PASSAGE
And this horror movie is most definitely a Chicago-based horror movie. It takes place in a hospital. Like Chicago Hope and ER, these tiled floors see a whole lot of blood, saliva, vomit, dirt, sickness, and any number of other unpalatable yucky messes, but they always get mopped up. Greece always rebuilds. Thanks to two saucy nurse-chorus members played with eye-roll-larity by Sarah Jackson and Shannon Matesky. The entire company of actors is completely in-tune and fantastically transformative. Character changes happen seamlessly, and the performances are uniformly vibrant. Tien Doman’s portrayal of Denjanira, the tragic wife of Heracles, brings new life to a text that is given the cold shoulder far too often. Same goes for Walter Briggs’ sexually-charged, powerful Ajax.
The design team beautifully imposes story and personality onto a sterile hospital scene. The colors of Tom Burch and Maria Defabo’s runway stage are stark white, robin’s egg blue, and sickly green, evoking not the Mediterranean, but the Mediterranean’s subterranean underbelly. Jared Moore’s lighting design burns lasting images into your retinas, and Stephen Ptacek’s sound design marries oddly, and chillingly well with the godly rumble of the Red Line below.
The real star is Sean Graney’s unpredictable adaptation. Graney's whipsmart dialogue zigzags between the colloquial (“Like, ya know”) and the formal (“plow her fields”) , often using abrupt shifts to make light of the overblown tragedy playing out before us. There is a clever, invisible purpose behind the jawdroppingly funny humor though, and that is the genius of this compilation.
Audiences today cannot sob together. Nope. We’re just too scared. We have been woefully, yet successfully conditioned to stifle honest tears, and if you're anything like me, you actually consider getting measly watery eyes to be full-on "crying".
But we sure do love to laugh, don't we? Laughing has got to be one of the few universal human constants; one of the few 'Ties That Bind' (the first track of Bruce Springsteen's "The River" from which the evening's music is mined from). Here the tragic is symbiotically bound to the comic, achieving a modern equivalent to the original Greek audience's response. Pretty damn cool. The performance I attended was chocked full of critics and Jeff Award voters. Not exactly a rowdy, happenin’ bunch, but you’d never know that from the roars. Graney’s text and the ensemble’s quirks are so bellysmackin’ funny that as you watch the play...on a couch...spattered by blood, your neighbor becomes your friend. A lovely and all too infrequent sensation.

EXERCISE OBJECTIVE
Repeat the theater review word for word from "The design team" up to and including "Red Line below.".

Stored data
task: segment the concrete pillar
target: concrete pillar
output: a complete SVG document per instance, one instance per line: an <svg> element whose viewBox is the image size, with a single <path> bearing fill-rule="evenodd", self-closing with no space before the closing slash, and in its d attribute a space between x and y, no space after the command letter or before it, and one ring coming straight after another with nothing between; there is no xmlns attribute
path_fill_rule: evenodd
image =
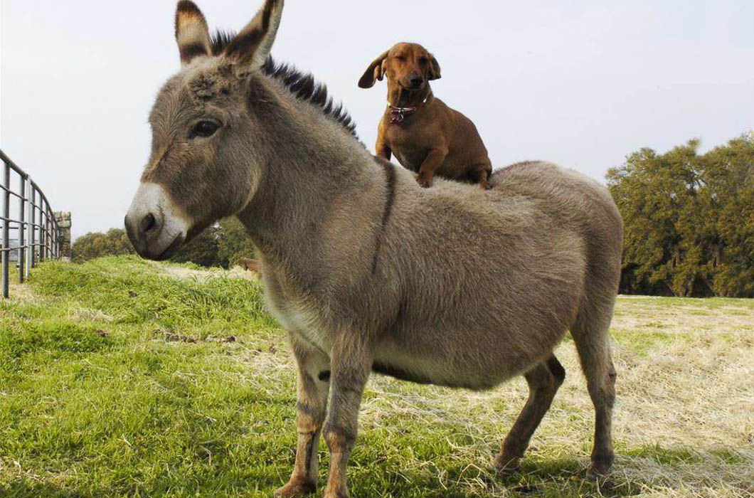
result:
<svg viewBox="0 0 754 498"><path fill-rule="evenodd" d="M71 213L55 211L55 221L60 228L60 258L63 261L71 261Z"/></svg>

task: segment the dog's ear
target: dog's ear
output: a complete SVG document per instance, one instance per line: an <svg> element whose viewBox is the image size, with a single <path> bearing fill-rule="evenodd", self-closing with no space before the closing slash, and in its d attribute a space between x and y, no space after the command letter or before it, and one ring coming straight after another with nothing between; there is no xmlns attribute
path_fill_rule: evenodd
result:
<svg viewBox="0 0 754 498"><path fill-rule="evenodd" d="M386 51L372 60L372 63L366 68L364 74L359 79L360 88L371 88L378 79L382 81L382 78L385 78L385 63L387 62L388 51Z"/></svg>
<svg viewBox="0 0 754 498"><path fill-rule="evenodd" d="M440 75L440 64L437 63L437 60L434 58L434 56L430 54L430 61L429 61L429 71L427 73L427 79L432 81L433 79L440 79L442 76Z"/></svg>

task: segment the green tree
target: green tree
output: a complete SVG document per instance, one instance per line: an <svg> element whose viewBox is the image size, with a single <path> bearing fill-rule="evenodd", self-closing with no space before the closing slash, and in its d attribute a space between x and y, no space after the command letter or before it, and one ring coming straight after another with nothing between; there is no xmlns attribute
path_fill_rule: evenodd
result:
<svg viewBox="0 0 754 498"><path fill-rule="evenodd" d="M219 257L226 267L241 265L245 258L254 257L254 244L235 217L220 221L217 244Z"/></svg>
<svg viewBox="0 0 754 498"><path fill-rule="evenodd" d="M107 233L90 232L77 238L71 247L71 260L82 263L102 256L118 256L135 252L126 231L110 229Z"/></svg>
<svg viewBox="0 0 754 498"><path fill-rule="evenodd" d="M621 291L754 295L754 140L642 149L607 174L624 217Z"/></svg>

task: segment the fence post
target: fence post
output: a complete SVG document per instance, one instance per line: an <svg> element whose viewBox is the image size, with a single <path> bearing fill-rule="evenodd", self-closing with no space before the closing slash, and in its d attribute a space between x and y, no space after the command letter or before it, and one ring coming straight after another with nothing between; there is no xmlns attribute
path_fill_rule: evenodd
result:
<svg viewBox="0 0 754 498"><path fill-rule="evenodd" d="M11 164L3 161L5 165L3 174L3 190L2 196L2 297L8 297L8 260L11 256L10 251L6 251L11 246L11 236L8 230L8 220L11 218Z"/></svg>
<svg viewBox="0 0 754 498"><path fill-rule="evenodd" d="M44 223L42 217L44 215L44 198L39 192L39 263L44 260Z"/></svg>
<svg viewBox="0 0 754 498"><path fill-rule="evenodd" d="M23 177L23 175L20 175L18 186L18 283L23 283L23 254L26 247L23 246L24 241L26 238L24 237L24 230L26 229L26 223L24 223L26 220L24 219L24 215L26 214L26 179Z"/></svg>
<svg viewBox="0 0 754 498"><path fill-rule="evenodd" d="M34 183L29 180L29 185L32 186L32 216L29 217L32 223L32 268L36 266L37 260L37 188L34 186Z"/></svg>
<svg viewBox="0 0 754 498"><path fill-rule="evenodd" d="M26 203L26 277L32 272L32 264L34 260L34 188L32 186L32 177L26 177L26 191L29 192L29 202Z"/></svg>

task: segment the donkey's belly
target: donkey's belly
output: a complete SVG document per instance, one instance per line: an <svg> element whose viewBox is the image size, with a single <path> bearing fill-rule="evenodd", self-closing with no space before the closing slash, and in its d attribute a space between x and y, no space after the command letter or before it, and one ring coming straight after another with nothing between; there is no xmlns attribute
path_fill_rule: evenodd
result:
<svg viewBox="0 0 754 498"><path fill-rule="evenodd" d="M375 352L372 370L401 380L474 390L489 389L520 373L520 367L479 355L464 361L439 354L431 345L383 343Z"/></svg>

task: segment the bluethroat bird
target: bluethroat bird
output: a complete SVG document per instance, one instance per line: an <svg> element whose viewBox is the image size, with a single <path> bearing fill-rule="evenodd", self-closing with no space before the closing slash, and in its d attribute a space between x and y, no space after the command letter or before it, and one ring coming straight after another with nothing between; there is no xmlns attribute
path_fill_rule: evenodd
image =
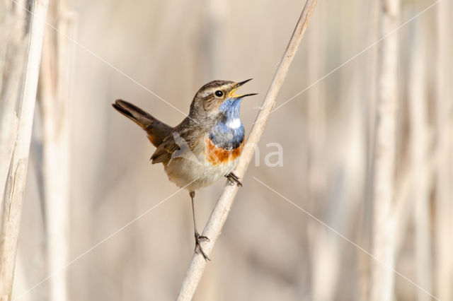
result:
<svg viewBox="0 0 453 301"><path fill-rule="evenodd" d="M245 131L239 110L242 99L256 93L236 95L236 90L251 80L207 83L193 98L188 116L175 127L124 100L117 100L112 105L147 132L151 143L157 148L151 156L151 163L162 163L168 179L189 191L195 252L200 250L206 260L209 258L200 242L201 240L209 241L209 238L197 230L195 191L222 177L242 186L232 172L244 145Z"/></svg>

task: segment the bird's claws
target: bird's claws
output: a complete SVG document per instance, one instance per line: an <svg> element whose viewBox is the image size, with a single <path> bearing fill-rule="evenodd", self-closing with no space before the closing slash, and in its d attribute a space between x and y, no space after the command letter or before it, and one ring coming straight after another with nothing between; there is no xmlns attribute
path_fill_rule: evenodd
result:
<svg viewBox="0 0 453 301"><path fill-rule="evenodd" d="M197 254L201 253L203 257L205 257L205 260L206 261L211 260L207 256L207 255L206 255L206 253L205 253L205 251L203 251L203 249L201 247L201 244L200 244L200 241L201 240L205 240L207 242L210 242L211 240L207 237L200 235L197 232L195 232L195 252L197 252ZM198 251L200 251L200 252Z"/></svg>
<svg viewBox="0 0 453 301"><path fill-rule="evenodd" d="M239 181L239 177L238 176L236 176L236 175L234 175L234 173L233 173L233 172L229 173L225 177L226 177L226 179L228 179L228 180L231 184L236 184L238 187L239 186L242 187L242 183L241 183L241 181Z"/></svg>

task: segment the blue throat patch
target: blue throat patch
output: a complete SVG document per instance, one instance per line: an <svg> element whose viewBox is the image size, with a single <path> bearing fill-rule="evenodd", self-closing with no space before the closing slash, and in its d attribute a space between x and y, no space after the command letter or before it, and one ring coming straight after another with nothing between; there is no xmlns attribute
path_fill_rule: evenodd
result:
<svg viewBox="0 0 453 301"><path fill-rule="evenodd" d="M216 146L225 150L239 148L245 136L243 125L239 119L242 98L226 98L219 107L219 117L210 133L210 139ZM239 122L237 126L234 123ZM231 127L231 125L236 126Z"/></svg>

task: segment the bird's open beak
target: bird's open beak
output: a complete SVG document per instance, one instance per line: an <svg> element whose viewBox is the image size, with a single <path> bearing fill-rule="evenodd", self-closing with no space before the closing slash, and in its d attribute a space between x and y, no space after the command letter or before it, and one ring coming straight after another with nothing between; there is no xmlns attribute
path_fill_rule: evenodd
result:
<svg viewBox="0 0 453 301"><path fill-rule="evenodd" d="M246 96L252 96L252 95L257 95L258 93L244 94L244 95L236 95L236 90L238 90L238 88L239 88L239 87L241 87L241 86L242 85L243 85L244 83L249 82L249 81L251 81L252 79L253 79L253 78L249 78L249 79L247 79L247 80L246 80L246 81L241 81L241 82L237 83L236 84L236 86L234 87L234 88L233 90L231 90L229 92L229 93L228 94L228 97L229 97L229 98L245 98L245 97L246 97Z"/></svg>

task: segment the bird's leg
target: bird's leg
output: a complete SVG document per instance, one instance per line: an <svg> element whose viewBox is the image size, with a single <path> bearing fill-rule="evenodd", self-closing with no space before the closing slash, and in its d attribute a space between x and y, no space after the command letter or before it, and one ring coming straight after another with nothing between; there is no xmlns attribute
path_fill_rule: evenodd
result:
<svg viewBox="0 0 453 301"><path fill-rule="evenodd" d="M195 207L193 203L193 199L195 196L195 191L190 191L189 194L190 195L190 199L192 199L192 213L193 214L193 228L195 230L195 252L198 253L198 250L200 250L200 252L201 253L201 254L203 255L203 257L205 257L205 260L211 260L209 259L207 255L206 255L206 253L205 253L205 252L203 251L203 249L201 247L201 244L200 244L200 241L201 240L206 240L209 242L210 239L207 238L206 236L200 235L200 233L198 233L198 231L197 230L197 223L195 222Z"/></svg>
<svg viewBox="0 0 453 301"><path fill-rule="evenodd" d="M226 177L226 179L228 179L228 180L232 184L235 184L237 186L242 186L242 183L241 183L241 181L239 181L239 178L238 177L238 176L234 175L233 172L231 172L225 177Z"/></svg>

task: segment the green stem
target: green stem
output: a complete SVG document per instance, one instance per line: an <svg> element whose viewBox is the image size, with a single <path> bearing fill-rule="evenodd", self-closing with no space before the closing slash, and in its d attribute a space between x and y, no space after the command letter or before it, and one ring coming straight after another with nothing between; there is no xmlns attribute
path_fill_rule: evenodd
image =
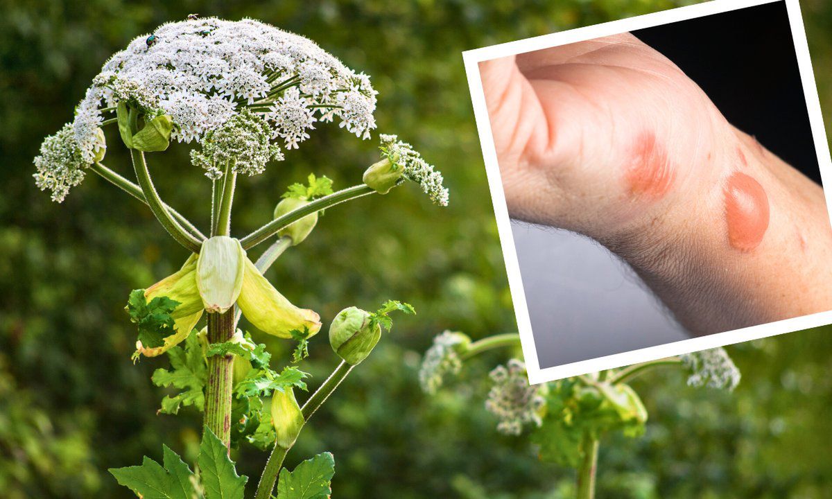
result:
<svg viewBox="0 0 832 499"><path fill-rule="evenodd" d="M598 439L585 433L581 442L583 459L577 470L577 499L595 497L595 476L598 466Z"/></svg>
<svg viewBox="0 0 832 499"><path fill-rule="evenodd" d="M653 368L676 366L680 363L681 363L681 359L678 357L671 357L668 358L661 358L659 360L651 360L649 362L633 364L616 373L615 376L612 378L612 384L628 383L631 379L644 373L646 371L652 369Z"/></svg>
<svg viewBox="0 0 832 499"><path fill-rule="evenodd" d="M230 341L234 335L234 309L225 314L208 314L208 342ZM208 358L206 383L205 424L229 447L231 437L231 389L234 379L233 355ZM229 449L230 452L230 449Z"/></svg>
<svg viewBox="0 0 832 499"><path fill-rule="evenodd" d="M368 186L366 184L359 184L343 190L339 190L338 192L334 192L329 195L319 198L309 205L305 205L297 210L290 211L283 216L275 219L257 230L255 230L251 234L240 240L240 243L243 245L244 250L248 250L262 243L265 240L277 234L284 227L289 226L293 222L300 220L307 215L311 215L316 211L319 211L330 206L334 206L339 203L349 201L349 200L354 200L374 192L375 191L373 190L372 187Z"/></svg>
<svg viewBox="0 0 832 499"><path fill-rule="evenodd" d="M142 203L146 205L147 204L147 200L145 198L145 195L141 192L141 187L131 182L123 176L118 175L112 170L110 170L103 164L94 163L90 166L90 170L95 171L102 177L103 177L104 180L107 180L113 185L118 187L121 190L124 190L125 192L133 196L134 198L139 200ZM167 208L167 210L171 213L171 215L172 215L173 217L176 219L180 224L181 224L189 232L191 232L191 234L194 237L196 237L200 240L204 240L206 239L205 235L200 232L200 230L197 229L196 226L194 226L194 225L191 224L191 221L188 220L188 219L180 215L178 211L176 211L173 208L171 208L169 205L165 205L165 207Z"/></svg>
<svg viewBox="0 0 832 499"><path fill-rule="evenodd" d="M309 398L304 407L300 408L305 423L310 420L310 417L320 406L324 405L326 399L329 398L329 395L332 395L332 393L335 391L338 385L341 384L341 382L347 377L347 374L349 374L354 367L352 364L341 361L341 363L335 368L326 381ZM301 429L303 428L301 427ZM255 495L255 499L269 499L271 497L271 491L275 488L275 482L277 481L280 468L283 467L283 460L285 459L288 452L289 447L275 444L275 448L272 450L271 455L269 456L269 461L266 462L265 467L263 469L260 483L257 484L257 493Z"/></svg>
<svg viewBox="0 0 832 499"><path fill-rule="evenodd" d="M189 234L181 225L179 225L165 208L165 204L159 197L156 187L153 186L153 180L151 180L150 171L147 170L147 163L145 161L145 153L141 151L130 150L130 157L133 161L133 169L136 170L136 177L139 180L139 186L145 195L147 205L151 211L156 215L156 220L162 227L167 230L168 234L179 244L185 246L191 253L199 253L202 242Z"/></svg>
<svg viewBox="0 0 832 499"><path fill-rule="evenodd" d="M236 185L237 172L233 166L225 168L222 175L225 181L222 184L222 197L220 201L220 210L217 212L216 235L228 235L231 232L231 205L234 204L234 187Z"/></svg>
<svg viewBox="0 0 832 499"><path fill-rule="evenodd" d="M468 350L462 355L462 359L471 358L475 355L479 355L483 352L500 348L502 347L516 347L520 344L520 335L517 333L506 333L503 334L495 334L483 339L475 341L468 345Z"/></svg>

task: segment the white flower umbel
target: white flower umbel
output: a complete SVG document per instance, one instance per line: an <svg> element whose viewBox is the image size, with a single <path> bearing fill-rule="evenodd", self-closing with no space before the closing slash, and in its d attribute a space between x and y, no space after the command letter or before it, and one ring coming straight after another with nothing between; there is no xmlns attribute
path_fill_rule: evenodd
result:
<svg viewBox="0 0 832 499"><path fill-rule="evenodd" d="M398 140L394 135L379 136L382 156L394 165L404 169L404 178L417 182L422 186L432 201L440 206L448 205L448 189L443 185L442 174L433 170L422 159L422 156L414 150L413 146Z"/></svg>
<svg viewBox="0 0 832 499"><path fill-rule="evenodd" d="M222 176L226 165L240 174L262 173L270 161L283 160L280 148L269 141L270 136L265 119L244 109L217 130L206 133L201 150L191 151L191 161L205 168L206 175L214 180Z"/></svg>
<svg viewBox="0 0 832 499"><path fill-rule="evenodd" d="M740 370L725 348L686 353L680 358L691 371L687 378L687 384L691 386L733 390L740 383Z"/></svg>
<svg viewBox="0 0 832 499"><path fill-rule="evenodd" d="M488 392L485 408L497 416L497 430L507 435L519 435L523 426L540 426L540 410L546 404L541 388L529 385L526 364L513 358L505 366L497 366L489 374L494 386Z"/></svg>
<svg viewBox="0 0 832 499"><path fill-rule="evenodd" d="M54 137L60 136L62 148L77 150L83 163L92 164L104 146L99 127L115 121L115 107L124 101L146 121L170 115L171 136L180 142L201 143L246 110L268 124L270 140L280 139L288 149L309 138L316 121L336 118L368 139L375 128L376 93L366 75L308 38L252 19L195 18L163 24L113 55L78 105L72 133ZM55 151L55 140L44 146ZM257 146L259 151L270 147ZM64 175L48 180L48 172L39 170L38 185L60 186L56 199L63 199L83 178L82 170L74 159L58 166L58 156L51 158L52 170L60 166ZM258 159L238 162L237 168L256 173L262 166ZM67 177L71 170L77 173Z"/></svg>
<svg viewBox="0 0 832 499"><path fill-rule="evenodd" d="M41 154L35 158L35 185L41 190L52 190L52 200L62 203L70 187L84 180L86 166L72 126L67 124L41 145Z"/></svg>

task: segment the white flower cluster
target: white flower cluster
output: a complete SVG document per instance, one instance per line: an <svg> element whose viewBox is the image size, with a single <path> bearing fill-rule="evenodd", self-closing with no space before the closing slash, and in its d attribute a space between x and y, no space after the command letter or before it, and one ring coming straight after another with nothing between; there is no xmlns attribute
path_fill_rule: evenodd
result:
<svg viewBox="0 0 832 499"><path fill-rule="evenodd" d="M206 133L201 149L191 151L191 161L212 180L222 176L226 165L240 174L262 173L270 161L284 159L280 146L270 141L270 133L265 119L244 109L217 130Z"/></svg>
<svg viewBox="0 0 832 499"><path fill-rule="evenodd" d="M541 388L529 385L526 364L513 358L498 366L489 374L494 386L488 392L485 408L499 419L497 430L507 435L519 435L523 426L540 426L540 411L546 405Z"/></svg>
<svg viewBox="0 0 832 499"><path fill-rule="evenodd" d="M680 356L691 371L687 384L733 390L740 383L740 370L725 348L712 348Z"/></svg>
<svg viewBox="0 0 832 499"><path fill-rule="evenodd" d="M462 333L445 331L433 338L433 344L424 353L418 372L418 381L426 393L435 393L446 376L456 376L463 367L460 353L471 343Z"/></svg>
<svg viewBox="0 0 832 499"><path fill-rule="evenodd" d="M67 123L41 144L41 154L35 158L35 185L41 190L52 190L52 200L62 203L70 187L84 180L83 169L87 166L75 141L72 126Z"/></svg>
<svg viewBox="0 0 832 499"><path fill-rule="evenodd" d="M398 141L394 135L380 136L382 154L394 165L404 169L404 177L418 183L432 201L440 206L448 205L448 189L443 185L442 174L433 170L422 159L422 156L414 150L413 146Z"/></svg>
<svg viewBox="0 0 832 499"><path fill-rule="evenodd" d="M366 75L304 37L252 19L188 19L135 38L104 64L77 108L74 146L63 146L77 147L92 164L104 146L102 115L114 117L119 101L146 116L170 115L171 137L180 142L201 141L246 108L269 123L270 140L282 139L287 148L309 138L315 121L335 118L368 139L376 93ZM49 147L57 136L47 139Z"/></svg>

RESPONSE
The design team beautifully imposes story and personality onto a sterile hospital scene. The colors of Tom Burch and Maria Defabo’s runway stage are stark white, robin’s egg blue, and sickly green, evoking not the Mediterranean, but the Mediterranean’s subterranean underbelly. Jared Moore’s lighting design burns lasting images into your retinas, and Stephen Ptacek’s sound design marries oddly, and chillingly well with the godly rumble of the Red Line below.